> [GIVEN REQUEST]: Beneath this task is a listing; retype all of it exactly.

** Start **

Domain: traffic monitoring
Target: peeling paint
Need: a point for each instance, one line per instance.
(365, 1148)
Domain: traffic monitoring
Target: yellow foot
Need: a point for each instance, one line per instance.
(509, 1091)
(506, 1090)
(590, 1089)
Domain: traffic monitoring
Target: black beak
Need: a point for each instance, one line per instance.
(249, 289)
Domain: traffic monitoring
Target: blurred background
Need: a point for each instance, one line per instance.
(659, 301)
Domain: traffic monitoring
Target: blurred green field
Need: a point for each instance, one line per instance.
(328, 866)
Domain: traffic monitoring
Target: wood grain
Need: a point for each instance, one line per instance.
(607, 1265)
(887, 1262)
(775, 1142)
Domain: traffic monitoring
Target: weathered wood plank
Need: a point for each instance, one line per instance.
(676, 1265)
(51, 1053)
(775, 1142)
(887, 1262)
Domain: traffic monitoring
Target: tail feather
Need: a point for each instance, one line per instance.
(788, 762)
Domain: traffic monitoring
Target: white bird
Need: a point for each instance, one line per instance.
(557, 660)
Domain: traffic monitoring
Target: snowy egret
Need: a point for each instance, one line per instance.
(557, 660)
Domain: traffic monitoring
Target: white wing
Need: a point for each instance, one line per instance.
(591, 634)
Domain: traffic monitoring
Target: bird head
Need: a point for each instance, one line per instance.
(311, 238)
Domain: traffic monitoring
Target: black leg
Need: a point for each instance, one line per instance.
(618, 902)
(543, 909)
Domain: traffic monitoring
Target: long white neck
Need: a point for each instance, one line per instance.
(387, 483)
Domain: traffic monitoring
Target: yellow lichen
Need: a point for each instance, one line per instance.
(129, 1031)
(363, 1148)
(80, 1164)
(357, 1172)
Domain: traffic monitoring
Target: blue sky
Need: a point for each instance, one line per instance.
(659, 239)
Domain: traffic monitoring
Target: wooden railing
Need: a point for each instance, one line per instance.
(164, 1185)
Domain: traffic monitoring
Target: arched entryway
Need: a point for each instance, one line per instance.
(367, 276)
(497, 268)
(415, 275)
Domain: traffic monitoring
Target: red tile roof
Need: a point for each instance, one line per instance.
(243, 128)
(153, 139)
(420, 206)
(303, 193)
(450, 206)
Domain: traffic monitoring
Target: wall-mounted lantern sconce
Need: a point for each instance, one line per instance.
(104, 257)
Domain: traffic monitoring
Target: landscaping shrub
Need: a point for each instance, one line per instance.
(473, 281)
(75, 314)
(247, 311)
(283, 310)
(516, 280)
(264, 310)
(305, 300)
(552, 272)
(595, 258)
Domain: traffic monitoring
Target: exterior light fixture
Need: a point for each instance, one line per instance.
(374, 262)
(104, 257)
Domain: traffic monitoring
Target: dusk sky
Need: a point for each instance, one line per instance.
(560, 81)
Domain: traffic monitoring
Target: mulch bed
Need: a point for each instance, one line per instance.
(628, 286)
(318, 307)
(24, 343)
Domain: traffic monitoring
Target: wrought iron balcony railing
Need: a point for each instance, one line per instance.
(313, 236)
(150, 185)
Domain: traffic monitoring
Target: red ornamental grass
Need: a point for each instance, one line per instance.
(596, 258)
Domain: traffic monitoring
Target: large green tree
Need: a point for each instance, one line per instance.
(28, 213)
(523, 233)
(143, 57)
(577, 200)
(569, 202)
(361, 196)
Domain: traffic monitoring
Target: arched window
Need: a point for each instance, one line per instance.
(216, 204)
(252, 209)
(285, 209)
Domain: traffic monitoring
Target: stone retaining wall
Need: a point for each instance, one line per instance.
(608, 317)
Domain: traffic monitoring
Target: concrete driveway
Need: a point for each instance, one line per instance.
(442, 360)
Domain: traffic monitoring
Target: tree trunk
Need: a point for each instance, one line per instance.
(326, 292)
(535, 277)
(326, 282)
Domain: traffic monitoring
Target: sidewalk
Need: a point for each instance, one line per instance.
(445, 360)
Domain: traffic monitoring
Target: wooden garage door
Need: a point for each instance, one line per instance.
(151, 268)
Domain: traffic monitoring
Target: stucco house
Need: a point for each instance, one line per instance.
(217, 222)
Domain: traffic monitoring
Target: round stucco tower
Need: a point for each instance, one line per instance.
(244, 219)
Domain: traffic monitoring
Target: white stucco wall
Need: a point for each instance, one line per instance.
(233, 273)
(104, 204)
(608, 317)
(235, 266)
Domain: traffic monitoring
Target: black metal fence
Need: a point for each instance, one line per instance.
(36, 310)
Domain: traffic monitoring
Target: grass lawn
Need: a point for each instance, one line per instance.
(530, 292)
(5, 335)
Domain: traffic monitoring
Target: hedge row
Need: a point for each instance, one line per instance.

** End **

> [SOLVED EXERCISE]:
Domain: traffic monitoring
Target: peeling paint
Need: a point for each instance, one line per instance.
(365, 1148)
Domain: traffic monitoring
Target: yellow foot
Need: a point for each instance, one line per instance.
(509, 1091)
(506, 1090)
(590, 1089)
Domain: traffic monitoring
Target: black beak
Need: a point for each instance, one line per instance.
(249, 289)
Domain: traffic monitoring
Target: blurred background
Need: a point for each instance, one line per instance.
(659, 301)
Domain: traffic monitoring
Target: blurred green field
Need: a point for each instance, one line per instance.
(328, 866)
Domain: traffic monitoring
Target: wood grain
Need: a point for each instance, one line per instance.
(607, 1265)
(887, 1262)
(775, 1142)
Domain: traffic monitoring
Target: weathered wood plank
Need: a point for each instance, one line per instance.
(676, 1265)
(51, 1053)
(775, 1142)
(887, 1262)
Domain: traffic monitoring
Target: tail feather
Need: a point for each instance, one line per instance.
(788, 762)
Domain: traffic monitoring
Target: white bird
Need: a point for each instance, one line per instance.
(557, 660)
Domain: traffic monitoring
Target: snowy egret
Need: a point for each instance, one line per instance.
(557, 660)
Domain: traffic monitoring
Target: white wing
Need: a point for each instance, one line per instance.
(591, 634)
Domain: traffic monitoring
Target: bird head
Need: a point for each instance, one line per instance.
(311, 238)
Domain: traffic monitoring
Target: black leg
Need: a point for each instance, one line per instance.
(618, 902)
(543, 909)
Domain: traffic monitoring
Target: long white neck
Need: a point for each instance, one line per instance.
(387, 483)
Domain: traffic monitoring
Target: yellow lichen
Need: a point for each instance, one line per instance.
(129, 1031)
(363, 1148)
(80, 1164)
(357, 1172)
Domain: traffic monitoring
Target: blue sky
Need: a point for each instance, one line per instance.
(659, 239)
Domain: traffic monitoring
Target: wooden railing
Need: a point for each instance, one line per instance.
(164, 1185)
Domain: traffic monitoring
Target: arched entryway
Need: a point for each instance, one line per instance.
(367, 276)
(497, 268)
(415, 275)
Domain: traffic monitoring
Target: red tile roof
Need: a point for each instance, one line per instance.
(243, 128)
(153, 139)
(420, 206)
(303, 193)
(450, 206)
Domain: traffic monitoring
Target: wall-mounted lantern sconce
Need: a point for each instance, one line per instance.
(104, 257)
Domain: traffic monitoring
Target: landscaping shrub
Need: a point for each instance, one line per instance.
(473, 281)
(75, 314)
(247, 311)
(283, 310)
(516, 280)
(264, 310)
(305, 300)
(552, 272)
(595, 258)
Domain: traffic monitoring
Target: exterior light fixture
Need: a point for each instance, one line per instance.
(374, 262)
(104, 257)
Domain: traffic monitoring
Target: dusk sky
Need: a point for each instance, one line per instance.
(560, 81)
Domain: traffic monitoring
Target: mulch bed
Need: a point for each instance, one line per instance.
(628, 286)
(318, 307)
(24, 343)
Domain: traffic monitoring
Target: wrought iron balcony railing
Need: a point for each instance, one line per instance.
(313, 236)
(150, 185)
Domain: traffic monitoring
Target: red ornamental grass
Need: a point for each instance, one line per instance.
(596, 258)
Domain: traffic monitoring
Target: large green tree
Need: a point for each instance, one line per instance.
(28, 213)
(523, 233)
(143, 57)
(577, 200)
(569, 202)
(361, 196)
Domain: traffic monitoring
Target: arched window
Need: a point for each instance, one line per instance.
(216, 204)
(252, 209)
(285, 209)
Domain: traffic monitoring
Target: stone retaining wall
Need: a point for each instance, one line per instance.
(608, 317)
Domain: traffic monitoring
Target: concrete driveway
Need: a point for each instance, one line per instance.
(442, 360)
Domain: traffic monitoring
Target: tree trunk
Need: a point for each instance, one line per instance.
(326, 292)
(535, 277)
(326, 282)
Domain: traffic monitoring
Target: sidewalk
Need: a point for each instance, one line per instance.
(445, 360)
Domain: traffic monitoring
Target: wooden garage door
Need: a point for each instance, one line per instance.
(151, 268)
Domain: traffic monitoring
Target: stucco house
Need: a point for each instance, one line per instance.
(217, 222)
Domain: traffic monitoring
Target: round stucco tower
Need: a point for each instance, one line per instance.
(244, 219)
Domain: traffic monitoring
Target: white stucco wall
Need: a point for each instance, one line per instance.
(233, 273)
(104, 204)
(608, 317)
(235, 266)
Domain: traffic monitoring
Target: black metal fence
Need: a point for each instance, one line per instance.
(36, 310)
Domain: traffic monitoring
Target: grass lawn
Need: a point for each instance, one line per instance.
(530, 292)
(5, 335)
Domain: traffic monitoring
Target: hedge row
Need: a point for each instance, one line per instance.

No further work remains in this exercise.